◆ **Task goal**:
The records that follow are to be transcribed word for word.

(Referring expression data)
+-------+
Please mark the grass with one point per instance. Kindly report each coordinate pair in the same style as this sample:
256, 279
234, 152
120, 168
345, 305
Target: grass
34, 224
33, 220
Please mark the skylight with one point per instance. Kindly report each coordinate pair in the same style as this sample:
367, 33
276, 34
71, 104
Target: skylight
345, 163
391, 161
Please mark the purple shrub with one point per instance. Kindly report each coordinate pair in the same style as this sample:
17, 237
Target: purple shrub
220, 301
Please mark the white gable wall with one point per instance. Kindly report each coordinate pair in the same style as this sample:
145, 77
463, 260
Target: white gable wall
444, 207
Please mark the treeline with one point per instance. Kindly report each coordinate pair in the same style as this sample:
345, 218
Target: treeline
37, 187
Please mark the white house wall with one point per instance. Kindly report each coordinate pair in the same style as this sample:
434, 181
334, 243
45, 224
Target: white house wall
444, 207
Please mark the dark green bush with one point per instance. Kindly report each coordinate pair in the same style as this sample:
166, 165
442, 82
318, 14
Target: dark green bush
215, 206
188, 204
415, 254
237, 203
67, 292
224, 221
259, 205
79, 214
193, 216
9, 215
+-------+
◆ **Result for this task**:
Please mark the grass with one point per instance. Kindly report each coordinate pair in the same style as this sample:
256, 279
234, 152
120, 168
345, 305
Target: grass
34, 224
33, 220
Please mark the skylight with one point per instance. Kindly report each coordinate pair in the same style as this sample:
367, 33
276, 34
71, 104
Target: skylight
345, 163
391, 161
Please mark the purple shrub with one point per instance. Kindly report each coordinate pair in the same style as this sample:
17, 237
Target: purple shrub
220, 301
Please mark the white gable wall with one point per instance. Kindly report each coordinate pair in the same style as this sample:
145, 77
463, 260
Target: white gable wall
444, 207
Please mark the treeline with one point per instance. Kindly report each coordinate pair in the same style as this sample:
345, 218
Target: treeline
37, 187
Please mark the white house wall with one point per instance. Kindly report each coordinate pair in the same style as this sample:
434, 181
334, 243
45, 224
Target: white house wall
444, 207
Please mark the dark green bush with one point per instance. Kindly report each coordinate pair in the same style as this sample:
166, 165
442, 82
318, 14
Target: dark green bush
215, 206
188, 204
415, 254
237, 203
67, 292
224, 221
259, 205
79, 214
193, 216
9, 215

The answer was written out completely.